(Image-backed grounding data)
-----
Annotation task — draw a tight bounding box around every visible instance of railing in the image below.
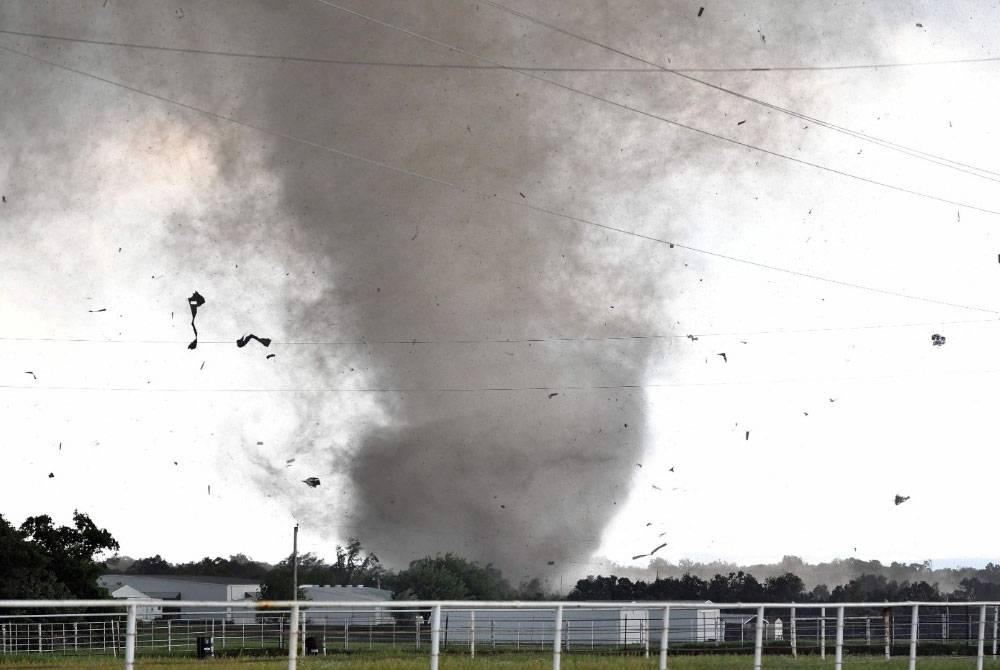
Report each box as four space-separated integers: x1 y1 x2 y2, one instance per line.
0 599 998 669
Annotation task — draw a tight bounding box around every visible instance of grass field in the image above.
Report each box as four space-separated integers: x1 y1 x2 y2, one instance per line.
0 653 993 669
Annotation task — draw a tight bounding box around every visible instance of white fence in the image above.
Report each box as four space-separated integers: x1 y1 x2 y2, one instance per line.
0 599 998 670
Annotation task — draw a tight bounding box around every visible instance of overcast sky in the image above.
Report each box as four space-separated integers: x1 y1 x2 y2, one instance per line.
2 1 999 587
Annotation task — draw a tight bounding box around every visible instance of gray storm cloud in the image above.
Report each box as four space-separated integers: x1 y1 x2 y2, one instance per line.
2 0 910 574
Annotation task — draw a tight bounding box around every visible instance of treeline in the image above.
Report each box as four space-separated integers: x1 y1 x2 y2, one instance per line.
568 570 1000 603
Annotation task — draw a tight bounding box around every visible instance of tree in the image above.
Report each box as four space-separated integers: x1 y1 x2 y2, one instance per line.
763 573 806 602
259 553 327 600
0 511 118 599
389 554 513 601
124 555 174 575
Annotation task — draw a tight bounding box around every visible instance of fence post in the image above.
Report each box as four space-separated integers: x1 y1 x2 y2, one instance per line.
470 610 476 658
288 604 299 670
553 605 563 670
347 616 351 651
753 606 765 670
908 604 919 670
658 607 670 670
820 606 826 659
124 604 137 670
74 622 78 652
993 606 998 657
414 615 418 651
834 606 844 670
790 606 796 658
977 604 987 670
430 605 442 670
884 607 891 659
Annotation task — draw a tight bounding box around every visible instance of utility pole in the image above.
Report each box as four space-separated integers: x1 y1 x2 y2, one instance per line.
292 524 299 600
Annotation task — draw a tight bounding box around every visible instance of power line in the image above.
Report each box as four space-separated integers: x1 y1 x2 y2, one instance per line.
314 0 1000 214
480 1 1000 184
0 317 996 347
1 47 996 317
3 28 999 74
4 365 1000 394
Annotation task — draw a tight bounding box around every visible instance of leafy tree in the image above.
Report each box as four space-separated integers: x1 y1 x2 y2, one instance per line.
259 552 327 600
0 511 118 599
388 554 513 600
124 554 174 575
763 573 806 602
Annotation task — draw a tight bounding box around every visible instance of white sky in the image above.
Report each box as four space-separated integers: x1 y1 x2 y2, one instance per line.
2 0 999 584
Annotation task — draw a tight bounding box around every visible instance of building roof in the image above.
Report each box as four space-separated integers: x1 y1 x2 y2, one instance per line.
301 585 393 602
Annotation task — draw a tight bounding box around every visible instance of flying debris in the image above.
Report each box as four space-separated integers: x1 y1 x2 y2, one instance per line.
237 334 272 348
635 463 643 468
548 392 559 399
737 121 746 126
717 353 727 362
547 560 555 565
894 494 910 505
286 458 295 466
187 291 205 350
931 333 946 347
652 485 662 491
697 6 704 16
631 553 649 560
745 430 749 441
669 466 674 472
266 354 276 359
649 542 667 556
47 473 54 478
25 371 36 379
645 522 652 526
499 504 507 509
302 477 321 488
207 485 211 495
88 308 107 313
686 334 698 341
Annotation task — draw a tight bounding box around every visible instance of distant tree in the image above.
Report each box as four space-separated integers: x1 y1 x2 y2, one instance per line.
-----
Without the pictures, set down every entry exactly.

◆ TASK SOLUTION:
Annotation task — draw a tight bounding box around every visible instance of railing in the image below.
Report each box as four space-separated integers: x1 y1 x2 y2, one instance per line.
0 599 998 669
Annotation task — draw a tight bounding box around every visible instance of grass field in the image above.
Report each box as four space-separated integers: x1 y1 x2 y2, one instance per line.
0 653 993 669
Annotation task — draw a tight bounding box around every visible instance of white fence in the image above.
Report each box as four space-separated integers: x1 y1 x2 y2, one instance per line.
0 599 998 670
Annotation task — draw a tight bounding box around every visible instance of overcast sky in the image above.
Report each box as four space-separated integers: x1 y1 x2 y2, one instance per line.
2 1 999 587
Annotation task — draw a tight bounding box around every visible instance of gray storm cloud in the image above.
Report each box as four space-separated integers: x1 y1 x2 y2, one instance per line.
2 0 910 574
Annotation task — draw a tight bounding box around every visible instance of treeline in the image above.
Report each box as four space-separated integers: x1 y1 x2 y2, one instance per line.
568 570 1000 603
Annotation task — draw a tight bounding box around every visible instance of tree in the image above.
Report each box as four space-separated integers: x1 y1 x2 y2, one instance per line.
763 573 806 602
259 553 327 600
0 511 118 599
389 554 513 601
124 555 174 575
Annotation task — draw a tight bounding box around every visible instance of fence post in the image above.
Report each box as four space-separated integers: x1 y1 x2 y2, one instance per line.
470 610 476 658
288 604 299 670
553 605 563 670
347 616 351 651
753 606 765 670
908 604 919 670
658 607 670 670
820 606 826 659
124 604 137 670
74 622 78 652
993 606 998 657
414 615 418 651
834 606 844 670
790 606 796 658
977 604 987 670
430 605 442 670
884 607 891 659
Annotation task — draw a tight bounding box around every visible instance of utility pole in the image above.
Report each box as four space-separated integers: x1 y1 x2 y2, one instance per line.
292 524 299 600
Annotation task — draw a tight bounding box around every visible instance of power line in the image above.
Report each box as four space-separated integers: x1 y1 x2 y2, one instance per line.
314 0 1000 214
480 1 1000 184
0 317 996 347
1 47 996 317
3 28 999 74
4 365 1000 394
Annotation task — draw a tight bounding box around every visible instance of leafy tree in the image above.
Report each box as four space-separated integers: x1 y1 x2 y2, one instance per line.
259 552 327 600
0 511 118 599
388 554 513 600
124 554 174 575
763 573 806 602
Annotation task — draw a tight bounding box around every visible instance of white sky in the image above.
Report each box as four space-separated integers: x1 y1 x2 y2, one instance per line.
2 0 999 584
Annotation task — draw a tight bounding box around every visible instance of building roof in the image above.
Report each box as four space-separated integers: x1 y1 x2 y2, one instance per line.
301 585 393 602
Annotation task — draw a tight bounding box around every visible instance of flying debris in the image above.
Report each box as four space-separated integers: x1 y1 x2 y2, one instance per line.
237 334 272 348
635 463 643 468
548 392 559 399
737 121 746 126
717 353 727 362
547 560 555 565
894 494 910 505
286 458 295 466
187 291 205 350
931 333 946 347
652 485 662 491
697 6 704 16
631 553 649 560
745 430 749 441
669 466 674 472
266 354 276 359
649 542 667 556
47 473 54 478
25 371 36 379
645 522 652 526
499 504 507 509
302 477 321 488
207 485 211 495
88 308 107 313
686 334 698 341
Annotation task — draw a tight bounding box around every visible instance of distant tree in the image above.
Report each box as four space-separated integers: x1 y1 x2 y2, one instance per line.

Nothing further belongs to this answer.